Your task:
Count how many lines in the rows below contain the word "rock", treating uppercase and lowercase as different, and give only that number.

Entries provided:
** start **

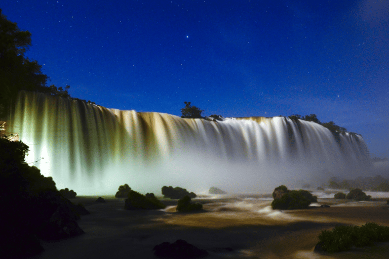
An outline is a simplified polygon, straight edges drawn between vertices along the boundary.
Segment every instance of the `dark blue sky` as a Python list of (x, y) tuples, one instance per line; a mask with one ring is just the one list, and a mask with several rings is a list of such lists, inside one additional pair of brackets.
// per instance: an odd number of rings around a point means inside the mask
[(389, 2), (11, 0), (49, 84), (108, 108), (315, 113), (389, 157)]

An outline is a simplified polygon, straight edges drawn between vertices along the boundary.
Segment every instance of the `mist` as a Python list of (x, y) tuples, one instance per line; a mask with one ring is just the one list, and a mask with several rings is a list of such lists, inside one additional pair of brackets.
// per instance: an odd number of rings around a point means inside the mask
[(285, 117), (183, 119), (22, 92), (9, 121), (27, 162), (43, 157), (33, 164), (79, 195), (113, 195), (125, 183), (157, 195), (165, 185), (265, 193), (374, 171), (361, 136)]

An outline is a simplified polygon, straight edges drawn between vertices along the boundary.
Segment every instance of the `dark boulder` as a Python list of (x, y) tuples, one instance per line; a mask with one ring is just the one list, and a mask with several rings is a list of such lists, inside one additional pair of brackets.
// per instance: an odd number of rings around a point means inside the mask
[(101, 197), (99, 197), (97, 198), (97, 200), (96, 200), (95, 202), (105, 202), (105, 200), (104, 200), (103, 198), (101, 198)]
[(208, 193), (210, 194), (225, 194), (227, 193), (217, 187), (212, 187), (209, 188)]
[(289, 190), (288, 190), (288, 188), (285, 185), (280, 185), (274, 189), (273, 193), (273, 199), (275, 200), (276, 199), (280, 199), (284, 195), (284, 194), (289, 192)]
[(77, 193), (72, 190), (69, 190), (68, 188), (61, 189), (59, 193), (66, 199), (73, 199), (77, 195)]
[(126, 199), (124, 208), (126, 209), (161, 209), (166, 206), (160, 201), (154, 194), (147, 193), (142, 195), (131, 190)]
[(154, 246), (153, 250), (156, 256), (167, 259), (203, 258), (208, 255), (205, 250), (199, 249), (182, 239), (172, 244), (165, 242)]

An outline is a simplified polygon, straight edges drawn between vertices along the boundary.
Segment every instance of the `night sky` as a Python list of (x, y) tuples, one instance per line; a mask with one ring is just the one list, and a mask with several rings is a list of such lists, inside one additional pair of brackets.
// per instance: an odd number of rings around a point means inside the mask
[(3, 1), (48, 84), (108, 108), (315, 113), (389, 157), (389, 1)]

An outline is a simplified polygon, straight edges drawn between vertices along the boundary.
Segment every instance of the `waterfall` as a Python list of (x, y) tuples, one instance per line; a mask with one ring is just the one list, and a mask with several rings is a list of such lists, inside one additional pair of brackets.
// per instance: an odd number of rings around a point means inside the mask
[(164, 185), (269, 191), (354, 178), (370, 166), (361, 136), (335, 138), (285, 117), (184, 119), (21, 92), (8, 121), (30, 147), (27, 161), (79, 194), (113, 195), (125, 183), (157, 194)]

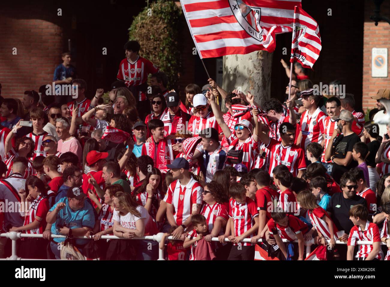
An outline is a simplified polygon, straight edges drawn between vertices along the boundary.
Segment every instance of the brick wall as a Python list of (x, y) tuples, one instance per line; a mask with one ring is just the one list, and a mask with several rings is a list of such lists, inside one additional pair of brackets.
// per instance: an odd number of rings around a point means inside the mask
[[(363, 106), (364, 110), (375, 107), (375, 100), (370, 96), (379, 89), (390, 89), (390, 72), (387, 78), (371, 77), (371, 51), (373, 48), (390, 49), (390, 25), (381, 21), (377, 26), (370, 19), (375, 6), (371, 0), (365, 0), (364, 9), (364, 46), (363, 48)], [(390, 18), (390, 2), (385, 1), (381, 6), (381, 16)]]
[[(61, 28), (39, 19), (39, 10), (29, 8), (0, 9), (0, 83), (4, 97), (21, 98), (26, 90), (37, 91), (51, 82), (60, 62)], [(14, 47), (16, 55), (12, 53)]]

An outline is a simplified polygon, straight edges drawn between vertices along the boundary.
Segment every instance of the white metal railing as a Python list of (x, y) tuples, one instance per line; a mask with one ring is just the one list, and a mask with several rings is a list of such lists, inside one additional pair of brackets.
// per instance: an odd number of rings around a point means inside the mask
[[(133, 238), (123, 238), (122, 237), (119, 237), (117, 236), (115, 236), (113, 235), (102, 235), (100, 239), (124, 239), (124, 240), (151, 240), (154, 241), (157, 241), (159, 243), (161, 241), (161, 240), (162, 239), (163, 235), (164, 234), (162, 232), (160, 232), (160, 233), (158, 233), (157, 234), (153, 235), (150, 235), (147, 236), (143, 236), (142, 237), (135, 237)], [(16, 232), (15, 231), (13, 231), (11, 232), (7, 232), (6, 233), (2, 233), (0, 234), (0, 237), (5, 237), (7, 238), (9, 238), (11, 240), (12, 240), (12, 253), (11, 256), (9, 257), (7, 257), (6, 258), (0, 258), (0, 260), (34, 260), (34, 259), (25, 259), (21, 258), (20, 257), (18, 257), (18, 255), (16, 255), (16, 241), (20, 238), (43, 238), (43, 235), (42, 234), (28, 234), (25, 233), (22, 233), (21, 232)], [(52, 238), (65, 238), (66, 236), (63, 235), (55, 235), (54, 234), (51, 235), (51, 237)], [(87, 237), (86, 236), (75, 236), (74, 238), (78, 238), (80, 239), (90, 239), (91, 238), (90, 237)], [(173, 236), (169, 236), (167, 237), (167, 239), (170, 240), (179, 240), (180, 239), (178, 239), (174, 238)], [(283, 242), (289, 242), (290, 241), (287, 239), (282, 239)], [(230, 242), (227, 238), (225, 239), (225, 241), (226, 242)], [(213, 237), (211, 239), (211, 241), (219, 241), (218, 239), (218, 237)], [(329, 243), (330, 242), (330, 240), (326, 240), (326, 242)], [(262, 242), (263, 239), (260, 239), (257, 241), (257, 242)], [(250, 239), (249, 238), (245, 238), (245, 239), (241, 240), (241, 242), (250, 242)], [(298, 240), (294, 240), (292, 242), (298, 242)], [(383, 242), (381, 242), (381, 244), (383, 245), (386, 245), (385, 243)], [(312, 238), (312, 239), (308, 241), (305, 241), (305, 245), (306, 246), (306, 257), (307, 257), (310, 253), (310, 246), (311, 246), (312, 244), (314, 244), (314, 238)], [(343, 241), (340, 241), (337, 240), (336, 241), (336, 244), (347, 244), (346, 242), (344, 242)], [(372, 244), (372, 241), (358, 241), (356, 242), (356, 244), (357, 245), (362, 245), (362, 244)], [(158, 254), (158, 260), (165, 260), (164, 259), (164, 250), (160, 249), (160, 248), (158, 249), (159, 250), (159, 254)], [(39, 259), (42, 260), (42, 259)]]

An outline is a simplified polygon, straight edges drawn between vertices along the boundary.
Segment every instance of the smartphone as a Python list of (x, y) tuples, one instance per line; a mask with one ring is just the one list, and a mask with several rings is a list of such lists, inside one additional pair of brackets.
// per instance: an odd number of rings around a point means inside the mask
[(20, 125), (22, 127), (32, 127), (32, 122), (31, 121), (21, 121)]

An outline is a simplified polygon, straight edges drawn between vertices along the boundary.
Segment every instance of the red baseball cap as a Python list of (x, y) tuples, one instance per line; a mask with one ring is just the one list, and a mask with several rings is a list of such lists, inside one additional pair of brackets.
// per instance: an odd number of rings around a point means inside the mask
[(108, 156), (108, 152), (100, 152), (97, 150), (91, 150), (87, 155), (87, 163), (89, 166), (90, 166), (99, 159), (105, 159)]

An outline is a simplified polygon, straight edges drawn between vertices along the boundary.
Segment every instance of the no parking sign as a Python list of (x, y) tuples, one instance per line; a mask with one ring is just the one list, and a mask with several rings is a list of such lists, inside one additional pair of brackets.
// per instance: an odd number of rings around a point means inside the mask
[(387, 77), (387, 48), (372, 48), (371, 77)]

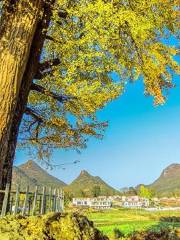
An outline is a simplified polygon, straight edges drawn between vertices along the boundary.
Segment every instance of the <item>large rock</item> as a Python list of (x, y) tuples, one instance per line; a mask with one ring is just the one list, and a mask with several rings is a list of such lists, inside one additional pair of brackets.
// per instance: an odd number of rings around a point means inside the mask
[(1, 240), (108, 240), (93, 223), (78, 214), (7, 216), (0, 219)]

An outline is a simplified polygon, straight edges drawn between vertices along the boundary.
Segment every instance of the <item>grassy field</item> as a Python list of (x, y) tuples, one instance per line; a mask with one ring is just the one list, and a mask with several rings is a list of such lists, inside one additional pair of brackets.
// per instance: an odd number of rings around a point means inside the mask
[(111, 209), (89, 212), (87, 216), (98, 229), (111, 239), (115, 228), (118, 228), (125, 236), (134, 231), (148, 229), (157, 231), (166, 226), (180, 228), (180, 211), (148, 212), (133, 209)]

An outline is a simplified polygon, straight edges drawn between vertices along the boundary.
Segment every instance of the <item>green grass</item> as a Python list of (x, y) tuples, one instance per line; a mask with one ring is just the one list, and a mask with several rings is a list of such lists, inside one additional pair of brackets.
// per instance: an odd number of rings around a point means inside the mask
[(112, 238), (113, 230), (118, 228), (125, 236), (134, 231), (145, 231), (152, 229), (157, 231), (161, 227), (180, 228), (180, 222), (162, 221), (161, 218), (176, 216), (180, 218), (180, 211), (177, 212), (148, 212), (145, 210), (111, 209), (99, 212), (89, 212), (88, 218), (95, 226)]

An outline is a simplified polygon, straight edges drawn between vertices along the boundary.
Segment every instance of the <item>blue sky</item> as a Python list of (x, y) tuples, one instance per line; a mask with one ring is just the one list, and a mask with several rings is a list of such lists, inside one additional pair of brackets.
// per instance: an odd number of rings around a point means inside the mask
[[(54, 163), (80, 160), (66, 170), (49, 171), (70, 183), (82, 169), (98, 175), (117, 189), (149, 184), (172, 163), (180, 163), (180, 82), (169, 92), (165, 105), (154, 107), (151, 97), (143, 95), (141, 81), (128, 84), (125, 93), (98, 113), (109, 121), (103, 140), (90, 140), (81, 154), (56, 151)], [(17, 151), (15, 164), (29, 160), (26, 152)]]

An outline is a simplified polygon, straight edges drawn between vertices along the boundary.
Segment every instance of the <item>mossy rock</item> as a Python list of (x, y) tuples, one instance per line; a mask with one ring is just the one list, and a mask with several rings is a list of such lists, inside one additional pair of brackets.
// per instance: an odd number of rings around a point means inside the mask
[(93, 222), (78, 214), (7, 216), (0, 219), (1, 240), (108, 240)]

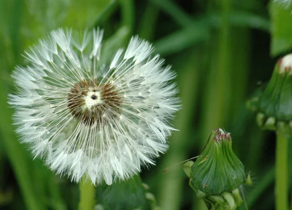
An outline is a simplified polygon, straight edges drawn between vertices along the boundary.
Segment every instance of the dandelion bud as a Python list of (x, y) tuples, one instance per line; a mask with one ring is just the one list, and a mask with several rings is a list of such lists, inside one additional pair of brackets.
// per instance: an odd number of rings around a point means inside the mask
[(50, 168), (79, 182), (110, 185), (165, 151), (179, 105), (164, 67), (137, 36), (101, 61), (103, 31), (53, 31), (24, 53), (9, 96), (20, 141)]
[(201, 155), (195, 162), (185, 163), (183, 169), (190, 186), (208, 209), (236, 209), (243, 202), (238, 188), (251, 184), (232, 150), (230, 134), (220, 128), (212, 131)]
[(267, 88), (253, 99), (256, 122), (264, 129), (292, 134), (292, 54), (279, 59)]

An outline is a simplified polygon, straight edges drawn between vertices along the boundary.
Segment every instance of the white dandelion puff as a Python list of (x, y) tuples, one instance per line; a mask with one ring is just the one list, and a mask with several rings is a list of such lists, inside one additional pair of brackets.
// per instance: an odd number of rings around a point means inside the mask
[(94, 184), (128, 179), (154, 165), (174, 130), (179, 107), (175, 73), (138, 36), (100, 63), (103, 31), (53, 31), (25, 52), (17, 67), (16, 132), (51, 170)]

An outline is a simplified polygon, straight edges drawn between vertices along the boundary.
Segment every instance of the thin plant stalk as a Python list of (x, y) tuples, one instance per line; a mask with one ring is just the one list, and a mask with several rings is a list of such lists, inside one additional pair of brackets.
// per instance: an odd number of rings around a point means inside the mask
[(277, 133), (275, 160), (275, 205), (276, 210), (288, 209), (288, 139), (279, 129)]
[(79, 183), (79, 210), (92, 210), (94, 206), (95, 186), (90, 179), (83, 176)]

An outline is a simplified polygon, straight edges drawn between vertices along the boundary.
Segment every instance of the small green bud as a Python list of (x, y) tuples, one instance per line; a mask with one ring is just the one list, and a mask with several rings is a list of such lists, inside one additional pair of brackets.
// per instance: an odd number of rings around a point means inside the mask
[(213, 130), (201, 155), (194, 162), (188, 161), (183, 170), (190, 186), (209, 210), (236, 210), (243, 201), (238, 188), (251, 184), (243, 165), (233, 152), (229, 133)]
[(271, 130), (281, 126), (286, 135), (292, 135), (292, 54), (278, 61), (267, 88), (257, 93), (247, 106), (257, 113), (258, 125)]

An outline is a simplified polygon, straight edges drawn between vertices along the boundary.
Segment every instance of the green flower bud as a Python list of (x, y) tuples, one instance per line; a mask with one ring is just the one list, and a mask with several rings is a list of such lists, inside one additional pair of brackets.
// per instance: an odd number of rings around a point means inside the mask
[(248, 107), (256, 112), (256, 122), (264, 129), (281, 128), (292, 134), (292, 54), (279, 59), (264, 91), (253, 97)]
[(213, 130), (196, 161), (188, 161), (183, 170), (189, 184), (209, 210), (236, 210), (242, 200), (238, 188), (251, 184), (249, 174), (233, 152), (229, 133)]

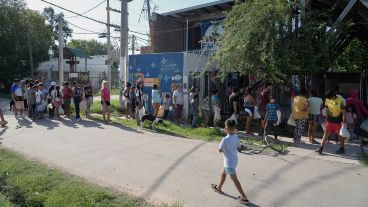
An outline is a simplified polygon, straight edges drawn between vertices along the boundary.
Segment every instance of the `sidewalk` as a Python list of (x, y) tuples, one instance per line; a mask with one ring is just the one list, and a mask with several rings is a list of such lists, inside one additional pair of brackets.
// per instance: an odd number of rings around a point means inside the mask
[[(4, 102), (0, 101), (3, 106)], [(6, 104), (5, 104), (6, 106)], [(7, 108), (4, 108), (6, 111)], [(83, 120), (32, 123), (6, 116), (2, 146), (91, 182), (142, 196), (154, 202), (182, 201), (184, 206), (242, 206), (233, 184), (214, 193), (222, 155), (218, 143)], [(16, 125), (22, 125), (16, 129)], [(305, 148), (311, 148), (310, 145)], [(327, 149), (333, 146), (328, 145)], [(350, 153), (354, 146), (349, 146)], [(290, 147), (286, 155), (239, 155), (238, 175), (250, 206), (354, 206), (368, 203), (368, 168), (356, 157), (318, 156)]]

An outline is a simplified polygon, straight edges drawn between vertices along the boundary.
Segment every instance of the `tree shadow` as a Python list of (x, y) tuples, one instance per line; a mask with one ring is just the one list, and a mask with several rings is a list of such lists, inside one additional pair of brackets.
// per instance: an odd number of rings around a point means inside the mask
[(18, 124), (22, 127), (24, 126), (26, 128), (32, 128), (33, 122), (28, 120), (27, 118), (17, 119), (17, 121), (18, 121)]
[(196, 152), (199, 148), (203, 147), (204, 145), (206, 145), (207, 142), (202, 142), (197, 144), (195, 147), (193, 147), (191, 150), (189, 150), (188, 152), (186, 152), (184, 155), (182, 155), (179, 159), (177, 159), (173, 164), (171, 164), (162, 174), (161, 176), (159, 176), (153, 183), (152, 185), (148, 188), (148, 190), (146, 192), (144, 192), (142, 194), (143, 198), (147, 198), (150, 195), (152, 195), (152, 193), (155, 192), (155, 190), (157, 188), (160, 187), (160, 185), (165, 181), (165, 179), (173, 172), (175, 171), (175, 169), (187, 158), (189, 157), (191, 154), (193, 154), (194, 152)]
[(348, 173), (351, 170), (362, 168), (361, 166), (351, 166), (346, 167), (338, 172), (334, 171), (331, 173), (327, 173), (324, 175), (320, 175), (318, 177), (314, 177), (309, 181), (304, 182), (302, 185), (298, 185), (297, 187), (283, 193), (281, 196), (275, 198), (270, 203), (277, 203), (279, 206), (285, 206), (291, 200), (297, 198), (298, 195), (305, 193), (307, 189), (312, 188), (315, 185), (321, 184), (321, 182), (325, 182), (326, 180), (335, 179), (336, 182), (339, 182), (339, 179)]
[(36, 124), (46, 127), (47, 130), (53, 130), (55, 127), (59, 127), (60, 123), (51, 119), (40, 119), (35, 121)]

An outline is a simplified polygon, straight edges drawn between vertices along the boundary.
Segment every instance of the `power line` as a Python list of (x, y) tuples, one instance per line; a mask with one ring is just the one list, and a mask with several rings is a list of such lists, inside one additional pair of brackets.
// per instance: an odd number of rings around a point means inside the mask
[(76, 14), (76, 15), (78, 15), (78, 16), (84, 17), (84, 18), (89, 19), (89, 20), (92, 20), (92, 21), (94, 21), (94, 22), (97, 22), (97, 23), (100, 23), (100, 24), (104, 24), (104, 25), (109, 25), (110, 27), (120, 28), (120, 26), (118, 26), (118, 25), (114, 25), (114, 24), (107, 24), (106, 22), (102, 22), (102, 21), (100, 21), (100, 20), (97, 20), (97, 19), (93, 19), (93, 18), (91, 18), (91, 17), (84, 16), (83, 14), (79, 14), (79, 13), (77, 13), (77, 12), (71, 11), (71, 10), (69, 10), (69, 9), (66, 9), (66, 8), (64, 8), (64, 7), (61, 7), (61, 6), (58, 6), (58, 5), (54, 4), (54, 3), (48, 2), (48, 1), (46, 1), (46, 0), (41, 0), (41, 1), (43, 1), (43, 2), (45, 2), (45, 3), (47, 3), (47, 4), (50, 4), (50, 5), (54, 6), (54, 7), (57, 7), (57, 8), (59, 8), (59, 9), (65, 10), (65, 11), (67, 11), (67, 12), (70, 12), (70, 13)]
[[(101, 3), (97, 4), (96, 6), (92, 7), (91, 9), (83, 12), (82, 14), (87, 14), (88, 12), (96, 9), (97, 7), (101, 6), (103, 3), (105, 3), (106, 0), (103, 0)], [(78, 17), (79, 15), (75, 15), (75, 16), (70, 16), (70, 17), (65, 17), (65, 18), (74, 18), (74, 17)]]
[(75, 25), (75, 24), (73, 24), (73, 23), (71, 23), (71, 22), (69, 22), (69, 21), (67, 21), (67, 20), (64, 20), (64, 21), (66, 21), (68, 24), (70, 24), (70, 25), (72, 25), (72, 26), (74, 26), (74, 27), (76, 27), (76, 28), (78, 28), (78, 29), (81, 29), (81, 30), (84, 30), (84, 31), (87, 31), (87, 32), (97, 33), (97, 34), (98, 34), (98, 32), (96, 32), (96, 31), (92, 31), (92, 30), (89, 30), (89, 29), (85, 29), (85, 28), (80, 27), (80, 26), (78, 26), (78, 25)]

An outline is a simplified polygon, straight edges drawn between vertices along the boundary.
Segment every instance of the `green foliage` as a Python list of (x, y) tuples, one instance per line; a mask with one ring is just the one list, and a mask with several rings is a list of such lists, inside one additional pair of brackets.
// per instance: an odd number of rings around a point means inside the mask
[(2, 0), (0, 5), (0, 78), (8, 83), (11, 79), (30, 74), (27, 45), (29, 23), (34, 68), (48, 58), (52, 34), (43, 16), (27, 10), (24, 0)]
[(69, 28), (68, 22), (64, 20), (64, 14), (61, 12), (59, 14), (55, 14), (55, 11), (52, 7), (47, 7), (43, 9), (42, 15), (46, 18), (48, 23), (48, 29), (53, 34), (54, 42), (52, 45), (52, 51), (56, 53), (58, 51), (58, 46), (56, 45), (56, 41), (59, 39), (59, 18), (62, 20), (62, 29), (63, 29), (63, 38), (64, 45), (66, 45), (68, 38), (72, 37), (73, 30)]
[(326, 33), (329, 11), (308, 12), (296, 31), (295, 6), (283, 0), (234, 6), (225, 19), (221, 49), (214, 60), (226, 72), (252, 73), (276, 81), (325, 70), (331, 49)]
[[(152, 206), (0, 149), (0, 206)], [(13, 205), (12, 205), (13, 204)]]
[(339, 72), (361, 72), (368, 68), (368, 48), (354, 38), (338, 56), (333, 66)]
[(81, 49), (84, 52), (86, 52), (89, 56), (107, 54), (106, 43), (98, 42), (95, 39), (91, 39), (91, 40), (74, 39), (68, 43), (68, 47)]

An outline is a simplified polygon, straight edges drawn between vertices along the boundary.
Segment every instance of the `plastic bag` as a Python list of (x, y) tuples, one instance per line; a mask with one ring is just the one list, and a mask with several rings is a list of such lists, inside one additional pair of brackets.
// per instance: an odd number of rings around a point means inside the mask
[(281, 124), (281, 111), (277, 110), (277, 122), (276, 125)]
[(63, 107), (59, 107), (58, 111), (59, 111), (59, 114), (64, 114), (65, 113)]
[(348, 128), (346, 127), (346, 124), (342, 125), (339, 135), (344, 138), (350, 138), (350, 133), (348, 131)]
[(215, 107), (215, 117), (214, 117), (214, 119), (216, 121), (221, 120), (221, 109), (220, 108)]
[(368, 132), (368, 119), (365, 120), (361, 125), (360, 128), (363, 129), (364, 131)]
[(235, 120), (236, 124), (238, 124), (238, 116), (236, 114), (231, 115), (230, 119)]
[(322, 127), (323, 131), (325, 132), (326, 131), (326, 122), (322, 122), (321, 127)]
[(146, 110), (144, 108), (144, 106), (138, 110), (138, 114), (139, 114), (139, 119), (141, 120), (142, 117), (146, 114)]
[(290, 117), (288, 119), (288, 125), (296, 126), (295, 119), (293, 117), (293, 114), (290, 114)]
[(258, 107), (254, 107), (254, 118), (255, 119), (260, 119), (261, 118), (261, 115), (259, 114), (258, 112)]
[(87, 109), (87, 101), (83, 100), (81, 102), (79, 102), (79, 109), (80, 111), (85, 111)]

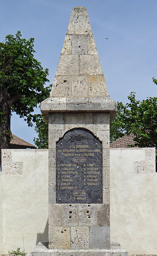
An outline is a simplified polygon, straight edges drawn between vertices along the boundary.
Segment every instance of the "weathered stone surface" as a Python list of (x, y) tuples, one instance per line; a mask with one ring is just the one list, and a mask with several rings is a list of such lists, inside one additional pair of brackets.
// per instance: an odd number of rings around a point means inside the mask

** end **

Task output:
2